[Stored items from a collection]
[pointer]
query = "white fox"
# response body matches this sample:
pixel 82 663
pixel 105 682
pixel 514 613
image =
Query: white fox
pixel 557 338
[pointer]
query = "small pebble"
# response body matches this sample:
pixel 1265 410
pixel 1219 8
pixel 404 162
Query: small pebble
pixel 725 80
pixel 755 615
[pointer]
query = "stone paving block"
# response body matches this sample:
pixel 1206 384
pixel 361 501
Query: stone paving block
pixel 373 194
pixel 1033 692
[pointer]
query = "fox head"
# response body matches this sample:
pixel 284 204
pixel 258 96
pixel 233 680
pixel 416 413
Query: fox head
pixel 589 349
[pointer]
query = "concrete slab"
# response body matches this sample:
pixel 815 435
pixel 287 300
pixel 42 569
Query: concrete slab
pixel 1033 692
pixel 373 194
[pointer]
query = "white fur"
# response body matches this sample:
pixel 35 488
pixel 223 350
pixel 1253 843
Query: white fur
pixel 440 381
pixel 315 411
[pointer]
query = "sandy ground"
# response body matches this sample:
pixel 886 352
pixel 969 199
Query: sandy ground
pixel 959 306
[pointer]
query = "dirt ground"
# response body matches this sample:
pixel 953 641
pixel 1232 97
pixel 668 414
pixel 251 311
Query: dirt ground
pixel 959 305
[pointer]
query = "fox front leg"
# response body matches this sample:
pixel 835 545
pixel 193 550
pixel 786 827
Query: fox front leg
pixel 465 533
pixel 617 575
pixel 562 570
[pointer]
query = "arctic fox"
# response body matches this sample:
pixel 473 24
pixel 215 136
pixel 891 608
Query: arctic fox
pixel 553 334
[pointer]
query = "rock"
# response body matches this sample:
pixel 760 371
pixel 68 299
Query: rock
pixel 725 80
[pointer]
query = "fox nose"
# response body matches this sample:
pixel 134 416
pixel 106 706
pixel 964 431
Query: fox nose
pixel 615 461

Aim of the task:
Quote all the records. Keep every word exact.

Answer to this problem:
[pointer]
query = "white fox"
# response body matches this sample:
pixel 82 663
pixel 105 682
pixel 514 613
image =
Query: white fox
pixel 557 338
[pointer]
query = "small pebble"
# response body matches this sample:
pixel 1265 410
pixel 1219 8
pixel 404 162
Query: small pebble
pixel 725 80
pixel 755 615
[pointer]
query = "stone paving block"
# response body matches this sample:
pixel 1206 384
pixel 361 501
Query: stone paving block
pixel 373 194
pixel 1033 692
[pointer]
query = "fox head"
# response body matches this sample:
pixel 284 204
pixel 258 96
pixel 233 680
pixel 416 413
Query: fox head
pixel 589 349
[pointer]
query = "concrete slab"
# response body matches this sample:
pixel 815 435
pixel 287 300
pixel 42 569
Query: concrete slab
pixel 1033 692
pixel 373 194
[pointer]
query = "white fur"
# response body matches this sample:
pixel 35 488
pixel 223 350
pixel 1253 843
Query: white fur
pixel 440 381
pixel 315 411
[pointer]
query = "sandy ground"
# response body matches this sample:
pixel 886 352
pixel 969 199
Query: sandy ground
pixel 959 306
[pointer]
query = "dirt ground"
# response body matches this sample:
pixel 953 641
pixel 1232 97
pixel 668 414
pixel 251 311
Query: dirt ground
pixel 959 305
[pointer]
query = "fox front leg"
# response body matches this sample:
pixel 835 545
pixel 193 550
pixel 786 827
Query: fox front leg
pixel 465 533
pixel 617 575
pixel 562 570
[pointer]
query = "arctic fox"
# response body matches this sample:
pixel 473 24
pixel 215 136
pixel 891 608
Query: arctic fox
pixel 553 334
[pointer]
query = "rock"
# response body matches this sample:
pixel 760 371
pixel 68 299
Query: rock
pixel 725 80
[pointer]
query = "fox nose"
# response body matches this sample:
pixel 134 416
pixel 106 706
pixel 964 431
Query: fox nose
pixel 615 461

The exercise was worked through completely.